HOW TO COMPLETE THIS TASK: The task requires restating, word for word, the lines of the entries below from the one containing "Need: indicate the blurred" through the final one, both included.

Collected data

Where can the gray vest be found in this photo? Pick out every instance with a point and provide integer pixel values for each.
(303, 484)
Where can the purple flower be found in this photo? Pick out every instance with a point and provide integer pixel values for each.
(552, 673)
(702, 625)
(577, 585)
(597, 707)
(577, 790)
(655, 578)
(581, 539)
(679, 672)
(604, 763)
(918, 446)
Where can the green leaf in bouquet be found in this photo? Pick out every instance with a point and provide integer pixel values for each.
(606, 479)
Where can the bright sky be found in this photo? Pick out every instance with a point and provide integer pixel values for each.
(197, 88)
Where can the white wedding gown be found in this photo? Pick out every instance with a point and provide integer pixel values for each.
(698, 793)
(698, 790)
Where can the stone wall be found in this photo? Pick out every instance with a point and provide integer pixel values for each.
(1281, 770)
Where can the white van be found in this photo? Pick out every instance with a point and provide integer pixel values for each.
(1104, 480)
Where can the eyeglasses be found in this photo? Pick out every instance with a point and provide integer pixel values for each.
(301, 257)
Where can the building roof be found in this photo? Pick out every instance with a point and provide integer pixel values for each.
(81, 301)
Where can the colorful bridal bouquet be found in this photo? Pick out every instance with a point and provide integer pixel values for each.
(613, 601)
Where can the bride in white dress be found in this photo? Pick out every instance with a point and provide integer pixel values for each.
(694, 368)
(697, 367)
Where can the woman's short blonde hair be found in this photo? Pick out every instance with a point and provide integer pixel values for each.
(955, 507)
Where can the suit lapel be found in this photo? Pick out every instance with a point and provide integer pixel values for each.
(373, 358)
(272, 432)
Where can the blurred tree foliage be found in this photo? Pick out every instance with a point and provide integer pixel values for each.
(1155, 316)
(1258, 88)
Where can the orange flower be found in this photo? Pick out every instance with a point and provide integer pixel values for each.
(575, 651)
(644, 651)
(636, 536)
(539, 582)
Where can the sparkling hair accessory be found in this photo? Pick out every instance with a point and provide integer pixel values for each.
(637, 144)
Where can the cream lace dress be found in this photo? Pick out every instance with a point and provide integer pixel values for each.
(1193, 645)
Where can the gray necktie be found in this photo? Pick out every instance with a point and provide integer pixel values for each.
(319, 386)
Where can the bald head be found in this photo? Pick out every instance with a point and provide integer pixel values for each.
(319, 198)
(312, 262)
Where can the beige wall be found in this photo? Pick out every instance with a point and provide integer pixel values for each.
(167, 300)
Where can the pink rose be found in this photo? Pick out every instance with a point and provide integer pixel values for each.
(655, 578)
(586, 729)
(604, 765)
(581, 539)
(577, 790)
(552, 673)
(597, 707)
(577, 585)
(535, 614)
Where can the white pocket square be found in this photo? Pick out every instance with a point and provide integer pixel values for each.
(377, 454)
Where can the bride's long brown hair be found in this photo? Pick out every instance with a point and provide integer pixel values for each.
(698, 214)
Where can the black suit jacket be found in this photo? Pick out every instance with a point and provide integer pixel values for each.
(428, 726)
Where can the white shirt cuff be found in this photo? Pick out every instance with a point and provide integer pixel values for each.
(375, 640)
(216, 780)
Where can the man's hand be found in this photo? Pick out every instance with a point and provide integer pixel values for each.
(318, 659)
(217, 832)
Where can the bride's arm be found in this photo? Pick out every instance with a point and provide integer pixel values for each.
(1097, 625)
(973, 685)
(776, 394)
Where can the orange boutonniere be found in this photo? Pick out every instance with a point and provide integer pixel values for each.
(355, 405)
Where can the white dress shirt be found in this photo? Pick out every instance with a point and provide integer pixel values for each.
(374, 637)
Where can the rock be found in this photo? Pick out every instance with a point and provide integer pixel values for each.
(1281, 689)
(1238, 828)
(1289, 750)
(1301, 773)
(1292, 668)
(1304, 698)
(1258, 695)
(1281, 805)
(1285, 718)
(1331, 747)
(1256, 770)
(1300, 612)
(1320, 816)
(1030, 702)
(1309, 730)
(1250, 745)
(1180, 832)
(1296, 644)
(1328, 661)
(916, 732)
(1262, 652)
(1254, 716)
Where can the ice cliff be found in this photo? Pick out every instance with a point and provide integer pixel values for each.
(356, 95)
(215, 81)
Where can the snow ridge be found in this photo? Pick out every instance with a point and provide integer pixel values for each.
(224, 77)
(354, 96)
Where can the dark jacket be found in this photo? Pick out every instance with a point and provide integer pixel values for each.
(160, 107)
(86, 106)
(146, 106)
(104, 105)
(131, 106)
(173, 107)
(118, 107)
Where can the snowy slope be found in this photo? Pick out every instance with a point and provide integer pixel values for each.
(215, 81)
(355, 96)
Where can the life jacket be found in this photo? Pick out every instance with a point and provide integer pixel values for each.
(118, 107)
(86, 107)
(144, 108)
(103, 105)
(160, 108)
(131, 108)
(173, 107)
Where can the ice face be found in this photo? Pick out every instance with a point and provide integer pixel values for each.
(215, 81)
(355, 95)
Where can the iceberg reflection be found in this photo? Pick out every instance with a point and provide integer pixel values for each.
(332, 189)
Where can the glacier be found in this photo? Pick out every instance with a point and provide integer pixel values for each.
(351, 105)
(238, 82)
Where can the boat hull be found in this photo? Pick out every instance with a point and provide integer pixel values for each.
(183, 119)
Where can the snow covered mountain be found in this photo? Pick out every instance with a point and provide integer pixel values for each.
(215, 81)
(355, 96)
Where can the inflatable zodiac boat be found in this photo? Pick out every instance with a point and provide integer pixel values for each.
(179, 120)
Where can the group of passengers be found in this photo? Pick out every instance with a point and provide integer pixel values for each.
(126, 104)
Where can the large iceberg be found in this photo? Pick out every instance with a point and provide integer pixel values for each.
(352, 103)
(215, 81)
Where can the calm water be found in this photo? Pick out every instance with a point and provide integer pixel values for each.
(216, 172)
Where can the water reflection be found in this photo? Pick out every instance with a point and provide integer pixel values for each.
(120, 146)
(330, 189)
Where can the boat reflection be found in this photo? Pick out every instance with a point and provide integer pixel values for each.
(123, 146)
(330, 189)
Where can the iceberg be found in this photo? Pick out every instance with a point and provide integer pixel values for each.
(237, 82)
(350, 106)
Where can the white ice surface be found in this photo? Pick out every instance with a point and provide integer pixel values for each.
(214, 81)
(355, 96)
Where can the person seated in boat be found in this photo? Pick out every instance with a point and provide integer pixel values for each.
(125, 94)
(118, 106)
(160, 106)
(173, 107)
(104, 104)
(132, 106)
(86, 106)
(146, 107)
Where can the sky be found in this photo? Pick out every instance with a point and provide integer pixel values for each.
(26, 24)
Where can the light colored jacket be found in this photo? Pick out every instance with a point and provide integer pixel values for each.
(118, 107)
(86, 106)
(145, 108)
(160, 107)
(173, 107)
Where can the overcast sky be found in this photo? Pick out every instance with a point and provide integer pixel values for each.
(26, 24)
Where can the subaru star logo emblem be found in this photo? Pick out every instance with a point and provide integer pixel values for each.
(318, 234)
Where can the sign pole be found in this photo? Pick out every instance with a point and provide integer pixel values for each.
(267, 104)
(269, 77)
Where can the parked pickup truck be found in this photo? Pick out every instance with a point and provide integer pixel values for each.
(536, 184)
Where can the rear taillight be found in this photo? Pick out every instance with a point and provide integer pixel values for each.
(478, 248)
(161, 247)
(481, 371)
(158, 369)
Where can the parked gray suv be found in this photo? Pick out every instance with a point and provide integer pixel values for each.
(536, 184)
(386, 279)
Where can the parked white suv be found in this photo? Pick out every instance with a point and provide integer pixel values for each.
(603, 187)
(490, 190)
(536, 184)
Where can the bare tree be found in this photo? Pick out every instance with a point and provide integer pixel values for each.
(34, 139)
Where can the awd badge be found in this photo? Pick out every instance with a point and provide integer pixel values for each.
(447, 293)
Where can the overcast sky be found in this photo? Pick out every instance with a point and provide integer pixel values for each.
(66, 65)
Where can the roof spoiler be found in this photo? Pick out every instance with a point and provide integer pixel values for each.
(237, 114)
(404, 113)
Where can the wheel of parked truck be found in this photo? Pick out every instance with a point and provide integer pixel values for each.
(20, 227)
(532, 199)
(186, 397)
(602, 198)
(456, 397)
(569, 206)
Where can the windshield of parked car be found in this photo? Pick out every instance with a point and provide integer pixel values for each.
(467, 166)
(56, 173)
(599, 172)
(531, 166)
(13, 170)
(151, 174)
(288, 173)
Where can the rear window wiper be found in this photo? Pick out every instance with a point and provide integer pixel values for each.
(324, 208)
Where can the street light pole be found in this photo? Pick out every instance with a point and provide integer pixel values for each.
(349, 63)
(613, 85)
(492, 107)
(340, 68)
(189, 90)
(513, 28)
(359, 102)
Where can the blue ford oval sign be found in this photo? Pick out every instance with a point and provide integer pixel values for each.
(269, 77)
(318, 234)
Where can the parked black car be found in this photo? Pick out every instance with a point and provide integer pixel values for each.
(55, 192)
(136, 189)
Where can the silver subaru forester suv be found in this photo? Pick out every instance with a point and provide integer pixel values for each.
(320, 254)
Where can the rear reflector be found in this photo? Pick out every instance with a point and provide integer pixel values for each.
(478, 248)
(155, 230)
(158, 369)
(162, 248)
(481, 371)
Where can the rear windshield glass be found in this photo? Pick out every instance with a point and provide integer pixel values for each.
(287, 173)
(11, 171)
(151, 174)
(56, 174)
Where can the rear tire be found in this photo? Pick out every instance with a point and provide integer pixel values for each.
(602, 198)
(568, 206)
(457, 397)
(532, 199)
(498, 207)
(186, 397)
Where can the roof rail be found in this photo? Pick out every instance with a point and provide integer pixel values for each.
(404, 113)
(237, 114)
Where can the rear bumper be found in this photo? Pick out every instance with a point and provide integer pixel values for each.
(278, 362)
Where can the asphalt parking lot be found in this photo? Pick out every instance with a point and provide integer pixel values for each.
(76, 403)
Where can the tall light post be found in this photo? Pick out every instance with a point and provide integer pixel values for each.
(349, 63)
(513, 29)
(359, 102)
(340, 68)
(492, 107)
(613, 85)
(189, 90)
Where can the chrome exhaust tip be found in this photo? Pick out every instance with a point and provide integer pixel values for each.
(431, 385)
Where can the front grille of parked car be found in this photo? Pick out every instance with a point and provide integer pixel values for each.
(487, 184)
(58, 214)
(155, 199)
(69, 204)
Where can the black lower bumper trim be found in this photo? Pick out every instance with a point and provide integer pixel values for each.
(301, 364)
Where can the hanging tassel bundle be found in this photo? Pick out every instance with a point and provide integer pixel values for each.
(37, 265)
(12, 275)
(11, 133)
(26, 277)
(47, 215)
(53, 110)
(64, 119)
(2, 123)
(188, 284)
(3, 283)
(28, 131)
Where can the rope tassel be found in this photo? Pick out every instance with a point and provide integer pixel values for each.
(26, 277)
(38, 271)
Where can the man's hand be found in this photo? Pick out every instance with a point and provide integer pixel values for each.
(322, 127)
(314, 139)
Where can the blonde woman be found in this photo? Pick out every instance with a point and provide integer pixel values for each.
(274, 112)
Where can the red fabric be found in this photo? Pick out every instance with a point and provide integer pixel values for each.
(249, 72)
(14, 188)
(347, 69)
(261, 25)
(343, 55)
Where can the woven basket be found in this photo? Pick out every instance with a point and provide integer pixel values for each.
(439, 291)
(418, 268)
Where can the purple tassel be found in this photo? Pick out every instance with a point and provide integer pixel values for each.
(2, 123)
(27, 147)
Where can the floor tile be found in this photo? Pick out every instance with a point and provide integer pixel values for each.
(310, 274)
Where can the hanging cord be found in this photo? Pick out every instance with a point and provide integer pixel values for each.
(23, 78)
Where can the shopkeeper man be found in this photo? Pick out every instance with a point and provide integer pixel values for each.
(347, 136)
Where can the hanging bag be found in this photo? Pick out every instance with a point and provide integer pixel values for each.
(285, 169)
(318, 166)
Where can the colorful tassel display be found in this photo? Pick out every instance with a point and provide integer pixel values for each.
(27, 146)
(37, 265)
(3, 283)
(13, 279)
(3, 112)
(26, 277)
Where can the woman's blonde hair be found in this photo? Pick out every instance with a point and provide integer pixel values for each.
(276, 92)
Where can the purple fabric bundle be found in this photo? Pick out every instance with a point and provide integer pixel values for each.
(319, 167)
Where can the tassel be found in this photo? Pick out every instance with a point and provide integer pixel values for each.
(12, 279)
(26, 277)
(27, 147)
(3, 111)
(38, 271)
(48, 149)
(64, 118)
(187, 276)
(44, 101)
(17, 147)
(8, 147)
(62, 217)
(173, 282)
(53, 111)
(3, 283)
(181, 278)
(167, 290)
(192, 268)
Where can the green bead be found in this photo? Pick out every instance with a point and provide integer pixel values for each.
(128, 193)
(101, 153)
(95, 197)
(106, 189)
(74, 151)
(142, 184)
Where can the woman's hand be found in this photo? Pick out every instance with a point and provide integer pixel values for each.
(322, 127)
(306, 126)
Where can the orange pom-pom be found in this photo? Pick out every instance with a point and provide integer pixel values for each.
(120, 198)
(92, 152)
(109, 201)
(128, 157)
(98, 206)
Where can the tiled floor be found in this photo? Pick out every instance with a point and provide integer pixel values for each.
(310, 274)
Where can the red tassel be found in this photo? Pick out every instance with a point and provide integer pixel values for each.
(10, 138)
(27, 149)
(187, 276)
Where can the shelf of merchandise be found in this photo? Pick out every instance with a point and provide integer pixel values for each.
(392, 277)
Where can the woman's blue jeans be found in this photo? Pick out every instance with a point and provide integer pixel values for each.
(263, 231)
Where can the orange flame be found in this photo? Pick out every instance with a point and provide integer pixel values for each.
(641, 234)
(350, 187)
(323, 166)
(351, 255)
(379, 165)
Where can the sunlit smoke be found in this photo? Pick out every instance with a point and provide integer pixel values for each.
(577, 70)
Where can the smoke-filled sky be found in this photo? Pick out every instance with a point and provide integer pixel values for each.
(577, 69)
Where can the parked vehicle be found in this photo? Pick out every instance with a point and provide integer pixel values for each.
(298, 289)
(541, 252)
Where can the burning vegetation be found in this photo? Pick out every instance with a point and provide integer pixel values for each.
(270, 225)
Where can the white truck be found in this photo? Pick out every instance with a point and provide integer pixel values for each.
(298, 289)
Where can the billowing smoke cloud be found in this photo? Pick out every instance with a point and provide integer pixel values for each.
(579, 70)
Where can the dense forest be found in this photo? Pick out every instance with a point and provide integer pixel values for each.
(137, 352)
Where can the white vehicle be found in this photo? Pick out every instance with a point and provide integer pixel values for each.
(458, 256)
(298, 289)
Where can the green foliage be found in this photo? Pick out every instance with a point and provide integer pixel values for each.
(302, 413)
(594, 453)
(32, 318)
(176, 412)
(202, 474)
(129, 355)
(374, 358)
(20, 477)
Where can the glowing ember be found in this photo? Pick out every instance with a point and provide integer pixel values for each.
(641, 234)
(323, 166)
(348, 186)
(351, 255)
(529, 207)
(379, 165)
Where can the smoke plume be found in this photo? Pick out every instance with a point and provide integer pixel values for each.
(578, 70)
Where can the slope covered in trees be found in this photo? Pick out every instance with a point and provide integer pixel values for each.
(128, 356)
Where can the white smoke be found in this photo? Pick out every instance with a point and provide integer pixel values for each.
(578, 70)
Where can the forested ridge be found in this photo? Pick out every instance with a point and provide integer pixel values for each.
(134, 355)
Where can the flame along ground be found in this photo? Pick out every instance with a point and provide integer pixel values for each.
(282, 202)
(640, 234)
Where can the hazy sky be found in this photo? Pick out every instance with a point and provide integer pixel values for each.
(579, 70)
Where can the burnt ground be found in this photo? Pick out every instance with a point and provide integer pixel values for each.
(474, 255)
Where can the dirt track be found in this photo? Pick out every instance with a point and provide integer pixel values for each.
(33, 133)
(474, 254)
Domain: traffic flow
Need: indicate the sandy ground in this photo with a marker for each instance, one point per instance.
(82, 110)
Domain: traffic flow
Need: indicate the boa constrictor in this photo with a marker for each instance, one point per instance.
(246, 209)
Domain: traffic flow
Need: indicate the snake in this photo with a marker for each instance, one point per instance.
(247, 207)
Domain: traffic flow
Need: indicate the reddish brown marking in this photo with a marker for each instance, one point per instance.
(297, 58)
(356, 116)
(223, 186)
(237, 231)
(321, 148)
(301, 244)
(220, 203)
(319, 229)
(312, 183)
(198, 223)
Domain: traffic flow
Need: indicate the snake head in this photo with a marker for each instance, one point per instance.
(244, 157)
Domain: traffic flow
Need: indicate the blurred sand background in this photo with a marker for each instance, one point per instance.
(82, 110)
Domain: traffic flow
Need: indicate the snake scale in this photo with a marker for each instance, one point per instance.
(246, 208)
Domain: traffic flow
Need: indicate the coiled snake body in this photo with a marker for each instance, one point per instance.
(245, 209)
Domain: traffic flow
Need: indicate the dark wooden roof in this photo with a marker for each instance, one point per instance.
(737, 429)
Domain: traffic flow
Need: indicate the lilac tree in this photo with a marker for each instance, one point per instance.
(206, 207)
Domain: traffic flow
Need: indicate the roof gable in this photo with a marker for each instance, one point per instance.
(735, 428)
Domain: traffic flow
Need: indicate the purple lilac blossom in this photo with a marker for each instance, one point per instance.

EXERCISE RESULT:
Need: indicate the blurred sand background in this photo with a marker for each instance, one point per instance.
(82, 110)
Domain: traffic flow
Need: indicate the snake scale in this photo with a marker for each instance, one point per instance.
(246, 208)
Domain: traffic flow
Need: indicate the coiled snake body in this photo with a marker for each instance, one point per instance.
(245, 209)
Domain: traffic flow
Need: indicate the dark wooden roof in this photo with a marker for each instance, one point per instance.
(737, 429)
Domain: traffic flow
Need: indicate the lilac tree in this photo with a marker for each instance, one point per instance.
(206, 207)
Domain: traffic flow
Need: indicate the roof gable in this photo with a marker for each instance, one point per instance.
(735, 428)
Domain: traffic flow
Need: indicate the purple lilac blossom in this photo with a marker for each instance, one point per instance.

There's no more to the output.